Problem details - Write the next part of the news report on the Dover mortuary's handling of Sept. 11 victims' remains, beginning after its final sentence.

Source text -
WASHINGTON — The Pentagon continues to struggle to clarify confusion created by an independent report that said unidentified body parts of some victims of the Sept. 11 attacks were incinerated and dumped in a landfill. Top officials promised a full accounting to the victims’ families.
Gen. Norton A. Schwartz, the chief of staff of the Air Force, told reporters that only some remains from the attack on the Pentagon — but not remains from the plane crash site in Shanksville, Pa., “as best we can tell” — were ordered incinerated by the Department of Defense in what he described as a common practice at the time.
His words were at odds with the independent report, released on Feb. 28, into failings at the mortuary at Dover Air Force Base in Delaware. The report said that the mortuary had body parts of some Sept. 11 victims from both the Pentagon and Shanksville incinerated and then dumped in a landfill — a startling disclosure that was the latest to tarnish the reputation of Dover.

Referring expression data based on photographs
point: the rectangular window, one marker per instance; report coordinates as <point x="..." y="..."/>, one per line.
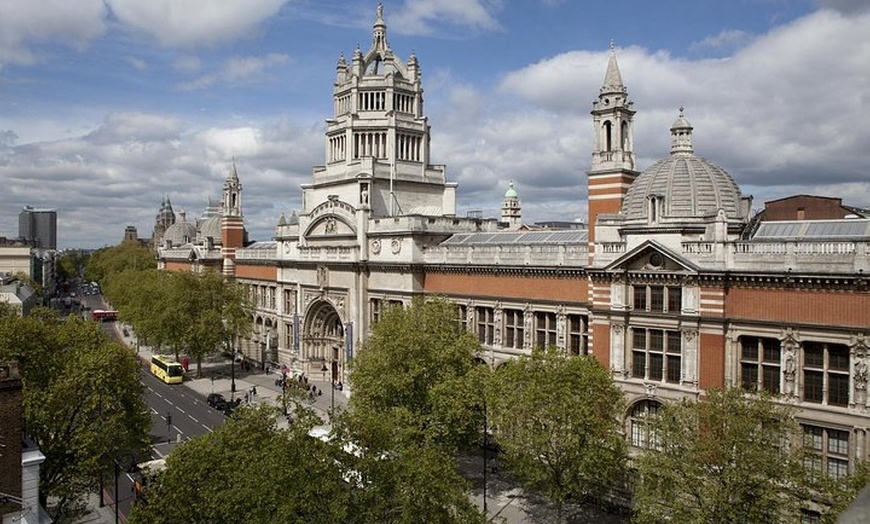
<point x="485" y="324"/>
<point x="675" y="299"/>
<point x="514" y="333"/>
<point x="826" y="370"/>
<point x="656" y="298"/>
<point x="289" y="303"/>
<point x="656" y="355"/>
<point x="829" y="450"/>
<point x="578" y="335"/>
<point x="760" y="364"/>
<point x="640" y="298"/>
<point x="461" y="312"/>
<point x="376" y="305"/>
<point x="545" y="329"/>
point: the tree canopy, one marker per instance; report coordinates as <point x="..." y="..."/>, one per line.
<point x="195" y="313"/>
<point x="82" y="401"/>
<point x="727" y="458"/>
<point x="251" y="471"/>
<point x="415" y="368"/>
<point x="108" y="261"/>
<point x="556" y="419"/>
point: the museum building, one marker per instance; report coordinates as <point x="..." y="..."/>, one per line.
<point x="675" y="285"/>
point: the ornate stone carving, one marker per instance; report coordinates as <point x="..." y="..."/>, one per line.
<point x="322" y="276"/>
<point x="330" y="226"/>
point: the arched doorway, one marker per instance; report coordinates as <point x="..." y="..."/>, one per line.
<point x="323" y="340"/>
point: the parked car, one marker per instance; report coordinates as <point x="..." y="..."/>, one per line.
<point x="216" y="400"/>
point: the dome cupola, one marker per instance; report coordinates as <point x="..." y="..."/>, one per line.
<point x="682" y="186"/>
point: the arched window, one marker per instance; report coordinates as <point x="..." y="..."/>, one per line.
<point x="642" y="416"/>
<point x="623" y="135"/>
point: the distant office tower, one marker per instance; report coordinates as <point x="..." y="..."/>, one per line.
<point x="38" y="227"/>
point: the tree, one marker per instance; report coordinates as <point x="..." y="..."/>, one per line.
<point x="413" y="369"/>
<point x="82" y="402"/>
<point x="197" y="313"/>
<point x="726" y="458"/>
<point x="557" y="421"/>
<point x="249" y="471"/>
<point x="108" y="261"/>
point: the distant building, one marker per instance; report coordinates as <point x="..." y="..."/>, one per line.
<point x="809" y="207"/>
<point x="38" y="227"/>
<point x="673" y="285"/>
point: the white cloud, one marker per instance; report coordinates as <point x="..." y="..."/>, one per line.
<point x="237" y="70"/>
<point x="727" y="39"/>
<point x="25" y="24"/>
<point x="417" y="16"/>
<point x="194" y="22"/>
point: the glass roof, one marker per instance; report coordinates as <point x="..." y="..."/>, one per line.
<point x="815" y="230"/>
<point x="520" y="237"/>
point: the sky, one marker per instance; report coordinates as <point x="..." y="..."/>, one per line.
<point x="109" y="106"/>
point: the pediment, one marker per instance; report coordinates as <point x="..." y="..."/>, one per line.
<point x="330" y="226"/>
<point x="653" y="257"/>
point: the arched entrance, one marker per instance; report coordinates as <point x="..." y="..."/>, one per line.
<point x="323" y="340"/>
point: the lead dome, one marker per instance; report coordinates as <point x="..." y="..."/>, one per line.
<point x="684" y="185"/>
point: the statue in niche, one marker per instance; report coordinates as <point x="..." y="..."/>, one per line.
<point x="861" y="382"/>
<point x="789" y="368"/>
<point x="330" y="225"/>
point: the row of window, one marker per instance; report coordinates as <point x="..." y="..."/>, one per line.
<point x="513" y="327"/>
<point x="657" y="298"/>
<point x="828" y="447"/>
<point x="263" y="296"/>
<point x="817" y="373"/>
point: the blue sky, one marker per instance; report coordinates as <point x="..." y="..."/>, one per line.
<point x="107" y="106"/>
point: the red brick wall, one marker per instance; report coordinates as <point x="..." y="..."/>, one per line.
<point x="269" y="273"/>
<point x="601" y="344"/>
<point x="813" y="208"/>
<point x="712" y="360"/>
<point x="521" y="287"/>
<point x="831" y="308"/>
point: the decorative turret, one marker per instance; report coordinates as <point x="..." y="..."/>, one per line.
<point x="613" y="169"/>
<point x="511" y="212"/>
<point x="233" y="234"/>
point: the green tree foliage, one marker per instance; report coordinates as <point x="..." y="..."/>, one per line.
<point x="557" y="421"/>
<point x="196" y="313"/>
<point x="82" y="401"/>
<point x="108" y="261"/>
<point x="413" y="369"/>
<point x="727" y="458"/>
<point x="249" y="471"/>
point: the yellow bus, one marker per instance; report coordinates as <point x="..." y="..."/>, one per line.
<point x="166" y="369"/>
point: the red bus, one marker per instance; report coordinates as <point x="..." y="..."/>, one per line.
<point x="105" y="315"/>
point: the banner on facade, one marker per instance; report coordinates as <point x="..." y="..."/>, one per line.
<point x="348" y="342"/>
<point x="296" y="333"/>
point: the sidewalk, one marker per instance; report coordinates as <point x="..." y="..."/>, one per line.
<point x="505" y="502"/>
<point x="217" y="377"/>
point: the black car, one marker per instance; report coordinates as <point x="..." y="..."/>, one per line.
<point x="217" y="401"/>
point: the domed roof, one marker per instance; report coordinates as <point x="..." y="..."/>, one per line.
<point x="511" y="192"/>
<point x="180" y="233"/>
<point x="689" y="186"/>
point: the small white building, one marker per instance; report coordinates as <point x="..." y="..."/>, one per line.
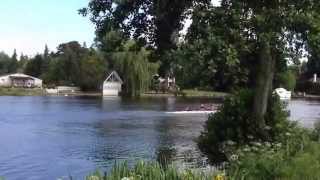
<point x="112" y="85"/>
<point x="20" y="81"/>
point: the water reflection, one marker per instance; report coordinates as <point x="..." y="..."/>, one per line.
<point x="50" y="137"/>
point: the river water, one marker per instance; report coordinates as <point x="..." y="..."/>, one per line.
<point x="51" y="137"/>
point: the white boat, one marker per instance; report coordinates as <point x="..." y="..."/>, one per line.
<point x="283" y="93"/>
<point x="190" y="112"/>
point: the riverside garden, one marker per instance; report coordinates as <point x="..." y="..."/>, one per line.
<point x="244" y="48"/>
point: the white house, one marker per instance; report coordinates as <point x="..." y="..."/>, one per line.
<point x="112" y="85"/>
<point x="20" y="80"/>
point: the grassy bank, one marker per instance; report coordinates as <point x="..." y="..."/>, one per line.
<point x="153" y="171"/>
<point x="20" y="92"/>
<point x="199" y="93"/>
<point x="188" y="93"/>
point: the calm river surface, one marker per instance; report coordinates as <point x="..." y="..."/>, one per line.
<point x="50" y="137"/>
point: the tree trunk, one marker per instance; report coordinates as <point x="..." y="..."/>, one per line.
<point x="263" y="86"/>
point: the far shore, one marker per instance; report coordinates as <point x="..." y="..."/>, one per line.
<point x="183" y="93"/>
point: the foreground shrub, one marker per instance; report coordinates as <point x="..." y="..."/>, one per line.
<point x="232" y="126"/>
<point x="279" y="161"/>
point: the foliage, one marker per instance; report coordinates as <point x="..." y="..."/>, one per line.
<point x="296" y="156"/>
<point x="34" y="66"/>
<point x="214" y="53"/>
<point x="133" y="63"/>
<point x="153" y="171"/>
<point x="93" y="71"/>
<point x="233" y="124"/>
<point x="287" y="80"/>
<point x="151" y="23"/>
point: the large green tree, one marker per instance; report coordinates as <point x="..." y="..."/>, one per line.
<point x="151" y="23"/>
<point x="275" y="28"/>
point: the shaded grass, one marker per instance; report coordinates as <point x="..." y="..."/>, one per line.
<point x="152" y="171"/>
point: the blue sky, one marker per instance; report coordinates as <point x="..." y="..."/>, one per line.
<point x="27" y="25"/>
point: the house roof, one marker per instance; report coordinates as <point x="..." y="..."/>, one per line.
<point x="114" y="77"/>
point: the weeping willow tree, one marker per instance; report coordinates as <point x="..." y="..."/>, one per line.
<point x="133" y="64"/>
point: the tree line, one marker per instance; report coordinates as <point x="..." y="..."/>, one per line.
<point x="72" y="64"/>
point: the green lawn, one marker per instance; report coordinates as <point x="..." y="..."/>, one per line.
<point x="199" y="93"/>
<point x="20" y="92"/>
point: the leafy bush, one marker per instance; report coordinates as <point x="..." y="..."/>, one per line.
<point x="232" y="126"/>
<point x="296" y="158"/>
<point x="287" y="80"/>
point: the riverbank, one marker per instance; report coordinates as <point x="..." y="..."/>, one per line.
<point x="189" y="93"/>
<point x="21" y="92"/>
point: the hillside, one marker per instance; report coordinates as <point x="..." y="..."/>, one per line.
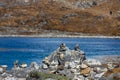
<point x="26" y="17"/>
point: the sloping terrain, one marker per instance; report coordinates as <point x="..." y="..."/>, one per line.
<point x="82" y="16"/>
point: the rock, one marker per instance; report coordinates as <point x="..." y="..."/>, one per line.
<point x="77" y="47"/>
<point x="85" y="71"/>
<point x="49" y="79"/>
<point x="10" y="78"/>
<point x="83" y="66"/>
<point x="44" y="66"/>
<point x="93" y="63"/>
<point x="98" y="76"/>
<point x="110" y="66"/>
<point x="34" y="65"/>
<point x="72" y="64"/>
<point x="23" y="65"/>
<point x="80" y="77"/>
<point x="1" y="70"/>
<point x="4" y="67"/>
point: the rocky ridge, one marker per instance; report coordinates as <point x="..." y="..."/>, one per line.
<point x="64" y="62"/>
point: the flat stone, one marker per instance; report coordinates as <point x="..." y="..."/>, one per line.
<point x="83" y="66"/>
<point x="34" y="65"/>
<point x="93" y="62"/>
<point x="85" y="71"/>
<point x="1" y="70"/>
<point x="23" y="65"/>
<point x="44" y="66"/>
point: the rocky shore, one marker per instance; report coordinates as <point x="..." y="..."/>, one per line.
<point x="64" y="64"/>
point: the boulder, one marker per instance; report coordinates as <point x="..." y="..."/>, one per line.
<point x="1" y="70"/>
<point x="85" y="71"/>
<point x="83" y="66"/>
<point x="4" y="67"/>
<point x="44" y="66"/>
<point x="34" y="65"/>
<point x="98" y="76"/>
<point x="72" y="64"/>
<point x="93" y="63"/>
<point x="23" y="65"/>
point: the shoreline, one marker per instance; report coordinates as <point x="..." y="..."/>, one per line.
<point x="60" y="36"/>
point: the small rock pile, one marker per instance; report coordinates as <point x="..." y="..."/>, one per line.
<point x="66" y="62"/>
<point x="72" y="63"/>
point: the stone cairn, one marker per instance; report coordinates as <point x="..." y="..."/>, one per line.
<point x="66" y="62"/>
<point x="62" y="61"/>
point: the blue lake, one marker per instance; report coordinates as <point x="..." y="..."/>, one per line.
<point x="35" y="49"/>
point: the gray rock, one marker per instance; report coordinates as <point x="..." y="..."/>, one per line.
<point x="49" y="79"/>
<point x="34" y="65"/>
<point x="93" y="63"/>
<point x="83" y="66"/>
<point x="1" y="70"/>
<point x="44" y="66"/>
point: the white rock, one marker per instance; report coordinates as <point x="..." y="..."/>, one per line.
<point x="72" y="64"/>
<point x="44" y="66"/>
<point x="93" y="62"/>
<point x="1" y="70"/>
<point x="83" y="66"/>
<point x="23" y="65"/>
<point x="97" y="76"/>
<point x="4" y="66"/>
<point x="34" y="65"/>
<point x="54" y="63"/>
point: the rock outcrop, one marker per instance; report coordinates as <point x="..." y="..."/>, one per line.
<point x="65" y="62"/>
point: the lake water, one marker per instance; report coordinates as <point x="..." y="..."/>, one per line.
<point x="35" y="49"/>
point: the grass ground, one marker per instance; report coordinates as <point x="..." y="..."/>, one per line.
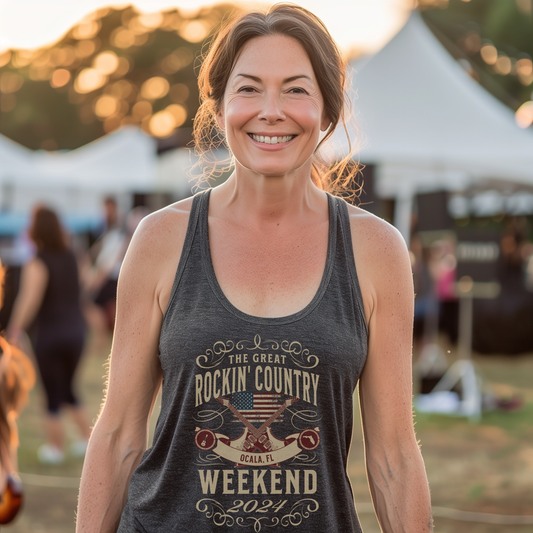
<point x="485" y="467"/>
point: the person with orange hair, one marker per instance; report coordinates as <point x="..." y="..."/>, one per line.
<point x="258" y="306"/>
<point x="17" y="377"/>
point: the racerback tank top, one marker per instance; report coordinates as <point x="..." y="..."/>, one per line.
<point x="256" y="413"/>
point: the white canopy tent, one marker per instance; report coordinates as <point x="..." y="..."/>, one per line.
<point x="428" y="125"/>
<point x="75" y="182"/>
<point x="123" y="160"/>
<point x="15" y="160"/>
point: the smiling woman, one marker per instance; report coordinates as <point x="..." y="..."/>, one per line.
<point x="320" y="70"/>
<point x="259" y="305"/>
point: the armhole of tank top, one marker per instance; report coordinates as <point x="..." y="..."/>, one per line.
<point x="348" y="246"/>
<point x="187" y="245"/>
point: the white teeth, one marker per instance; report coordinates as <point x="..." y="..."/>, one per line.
<point x="272" y="140"/>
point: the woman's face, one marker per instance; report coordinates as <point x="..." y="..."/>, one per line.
<point x="273" y="110"/>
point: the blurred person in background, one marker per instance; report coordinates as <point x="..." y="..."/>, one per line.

Result of this exercise -
The independent report said that the Sept. 11 remains were cremated under contract at a civilian mortuary, returned to Dover, placed in sealed containers and then given to a biomedical waste disposal contractor, which incinerated them and put them in the landfill.
On Feb. 29, Defense Secretary Leon E. Panetta pledged that the Sept. 11 victims’ families would be given complete information on what happened as soon as the Pentagon could assemble the records, which he said would be sometime within the next few weeks. “We fully understand and want to address the questions families might have about the previous disposition policy that ended in 2008,” George Little, the Pentagon press secretary, said in a statement.